Could you show each line of the records that contains the word "arch"?

'''

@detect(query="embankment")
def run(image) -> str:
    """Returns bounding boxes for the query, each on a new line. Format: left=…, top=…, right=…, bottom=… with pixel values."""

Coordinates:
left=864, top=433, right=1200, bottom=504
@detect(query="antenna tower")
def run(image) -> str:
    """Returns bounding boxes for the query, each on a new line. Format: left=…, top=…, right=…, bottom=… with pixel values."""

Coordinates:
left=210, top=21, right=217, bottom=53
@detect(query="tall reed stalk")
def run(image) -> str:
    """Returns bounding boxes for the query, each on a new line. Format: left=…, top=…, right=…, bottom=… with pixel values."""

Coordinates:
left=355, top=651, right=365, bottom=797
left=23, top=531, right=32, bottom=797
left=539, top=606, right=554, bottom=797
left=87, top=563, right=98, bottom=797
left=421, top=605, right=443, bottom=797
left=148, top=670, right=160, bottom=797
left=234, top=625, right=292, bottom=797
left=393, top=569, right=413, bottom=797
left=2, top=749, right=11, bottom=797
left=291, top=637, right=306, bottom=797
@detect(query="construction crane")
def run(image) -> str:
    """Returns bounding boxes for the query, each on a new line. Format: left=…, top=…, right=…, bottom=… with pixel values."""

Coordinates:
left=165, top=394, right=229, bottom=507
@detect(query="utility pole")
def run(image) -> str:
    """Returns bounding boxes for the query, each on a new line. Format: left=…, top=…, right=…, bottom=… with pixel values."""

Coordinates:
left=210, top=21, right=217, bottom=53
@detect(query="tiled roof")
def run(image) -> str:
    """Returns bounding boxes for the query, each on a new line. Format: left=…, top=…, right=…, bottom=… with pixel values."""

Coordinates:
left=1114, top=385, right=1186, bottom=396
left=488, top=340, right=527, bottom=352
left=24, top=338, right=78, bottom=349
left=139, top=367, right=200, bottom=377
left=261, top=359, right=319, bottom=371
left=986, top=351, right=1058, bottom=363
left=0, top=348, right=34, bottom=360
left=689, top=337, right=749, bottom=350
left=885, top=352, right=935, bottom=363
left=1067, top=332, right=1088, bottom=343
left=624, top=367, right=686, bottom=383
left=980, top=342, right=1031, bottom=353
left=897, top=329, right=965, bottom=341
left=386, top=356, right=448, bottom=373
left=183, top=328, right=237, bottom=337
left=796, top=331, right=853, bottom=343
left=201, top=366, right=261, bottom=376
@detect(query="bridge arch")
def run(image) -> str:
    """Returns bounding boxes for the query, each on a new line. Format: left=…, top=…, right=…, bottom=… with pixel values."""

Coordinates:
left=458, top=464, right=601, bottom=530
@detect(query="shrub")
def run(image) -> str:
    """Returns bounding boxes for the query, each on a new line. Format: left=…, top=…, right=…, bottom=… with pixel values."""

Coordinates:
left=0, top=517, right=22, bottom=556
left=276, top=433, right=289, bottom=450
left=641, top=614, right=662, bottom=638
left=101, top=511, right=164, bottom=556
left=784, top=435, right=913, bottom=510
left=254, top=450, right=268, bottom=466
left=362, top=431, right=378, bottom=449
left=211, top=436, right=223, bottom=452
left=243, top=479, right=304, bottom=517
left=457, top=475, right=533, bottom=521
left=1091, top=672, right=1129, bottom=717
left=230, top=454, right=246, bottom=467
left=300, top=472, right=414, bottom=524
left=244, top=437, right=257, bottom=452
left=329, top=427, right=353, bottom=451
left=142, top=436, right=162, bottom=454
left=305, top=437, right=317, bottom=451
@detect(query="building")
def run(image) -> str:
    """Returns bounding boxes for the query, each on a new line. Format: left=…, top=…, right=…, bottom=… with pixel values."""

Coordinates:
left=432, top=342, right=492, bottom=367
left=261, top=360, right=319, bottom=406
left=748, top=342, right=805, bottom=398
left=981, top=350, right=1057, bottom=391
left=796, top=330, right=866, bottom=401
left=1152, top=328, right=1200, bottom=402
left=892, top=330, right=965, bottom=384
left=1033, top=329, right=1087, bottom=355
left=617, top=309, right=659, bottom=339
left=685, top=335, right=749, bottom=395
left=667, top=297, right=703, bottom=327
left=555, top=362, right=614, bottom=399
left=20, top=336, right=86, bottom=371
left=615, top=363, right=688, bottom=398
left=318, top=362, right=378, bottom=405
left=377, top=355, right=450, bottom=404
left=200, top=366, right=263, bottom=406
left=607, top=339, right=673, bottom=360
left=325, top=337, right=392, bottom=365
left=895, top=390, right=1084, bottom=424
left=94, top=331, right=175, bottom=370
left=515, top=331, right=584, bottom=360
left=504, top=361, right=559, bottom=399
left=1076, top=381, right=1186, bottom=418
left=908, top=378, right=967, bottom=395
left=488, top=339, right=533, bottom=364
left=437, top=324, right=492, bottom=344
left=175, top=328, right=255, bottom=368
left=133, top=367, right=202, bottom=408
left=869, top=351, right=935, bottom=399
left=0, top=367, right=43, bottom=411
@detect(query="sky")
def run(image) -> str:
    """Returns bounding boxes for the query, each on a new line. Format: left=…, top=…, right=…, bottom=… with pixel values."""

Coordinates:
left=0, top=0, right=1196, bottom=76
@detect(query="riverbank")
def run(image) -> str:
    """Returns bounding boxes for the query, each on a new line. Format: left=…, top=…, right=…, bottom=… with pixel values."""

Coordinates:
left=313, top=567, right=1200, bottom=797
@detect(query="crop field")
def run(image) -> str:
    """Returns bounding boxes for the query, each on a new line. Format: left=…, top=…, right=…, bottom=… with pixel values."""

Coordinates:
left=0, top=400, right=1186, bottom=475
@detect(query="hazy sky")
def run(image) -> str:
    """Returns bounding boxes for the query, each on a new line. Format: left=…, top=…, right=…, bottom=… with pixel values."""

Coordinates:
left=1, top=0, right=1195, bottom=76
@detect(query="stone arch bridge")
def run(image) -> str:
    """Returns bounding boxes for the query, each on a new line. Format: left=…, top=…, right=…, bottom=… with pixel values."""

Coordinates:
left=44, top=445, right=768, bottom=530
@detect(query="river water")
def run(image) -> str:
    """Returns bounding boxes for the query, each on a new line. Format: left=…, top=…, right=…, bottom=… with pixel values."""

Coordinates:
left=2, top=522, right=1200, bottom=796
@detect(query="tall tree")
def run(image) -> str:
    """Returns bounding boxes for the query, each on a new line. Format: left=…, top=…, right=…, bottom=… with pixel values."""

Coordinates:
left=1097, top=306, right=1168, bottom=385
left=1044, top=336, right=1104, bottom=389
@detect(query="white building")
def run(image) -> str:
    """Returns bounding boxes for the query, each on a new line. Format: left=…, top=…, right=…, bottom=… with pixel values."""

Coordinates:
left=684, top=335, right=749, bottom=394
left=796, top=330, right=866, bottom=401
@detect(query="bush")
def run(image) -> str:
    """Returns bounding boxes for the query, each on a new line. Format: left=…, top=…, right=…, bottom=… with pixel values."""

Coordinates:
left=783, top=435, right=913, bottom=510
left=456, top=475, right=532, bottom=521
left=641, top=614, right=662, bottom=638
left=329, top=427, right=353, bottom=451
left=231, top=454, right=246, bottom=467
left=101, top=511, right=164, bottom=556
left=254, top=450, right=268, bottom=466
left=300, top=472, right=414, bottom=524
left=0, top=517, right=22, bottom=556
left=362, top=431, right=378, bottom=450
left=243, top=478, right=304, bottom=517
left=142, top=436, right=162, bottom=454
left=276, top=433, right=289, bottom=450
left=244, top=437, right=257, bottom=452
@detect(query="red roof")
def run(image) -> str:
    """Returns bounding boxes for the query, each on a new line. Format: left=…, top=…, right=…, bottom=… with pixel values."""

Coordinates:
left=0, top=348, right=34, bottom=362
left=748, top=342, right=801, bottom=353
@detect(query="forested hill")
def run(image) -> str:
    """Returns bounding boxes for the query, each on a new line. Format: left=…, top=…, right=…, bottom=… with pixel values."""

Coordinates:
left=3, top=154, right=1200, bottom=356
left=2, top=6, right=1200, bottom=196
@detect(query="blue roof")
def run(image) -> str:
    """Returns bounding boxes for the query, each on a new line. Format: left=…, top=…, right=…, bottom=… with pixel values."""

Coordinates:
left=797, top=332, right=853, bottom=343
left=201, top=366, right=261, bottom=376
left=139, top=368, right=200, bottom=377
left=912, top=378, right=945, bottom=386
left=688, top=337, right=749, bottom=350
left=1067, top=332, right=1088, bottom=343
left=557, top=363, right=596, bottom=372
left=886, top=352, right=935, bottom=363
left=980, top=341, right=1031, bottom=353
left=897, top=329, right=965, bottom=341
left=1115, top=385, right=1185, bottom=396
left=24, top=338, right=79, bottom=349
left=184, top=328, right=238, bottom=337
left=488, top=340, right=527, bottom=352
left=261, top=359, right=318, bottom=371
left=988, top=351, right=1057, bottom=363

'''

**RESPONSE**.
@detect(query="bridge arch")
@detect(query="stone arch bridge")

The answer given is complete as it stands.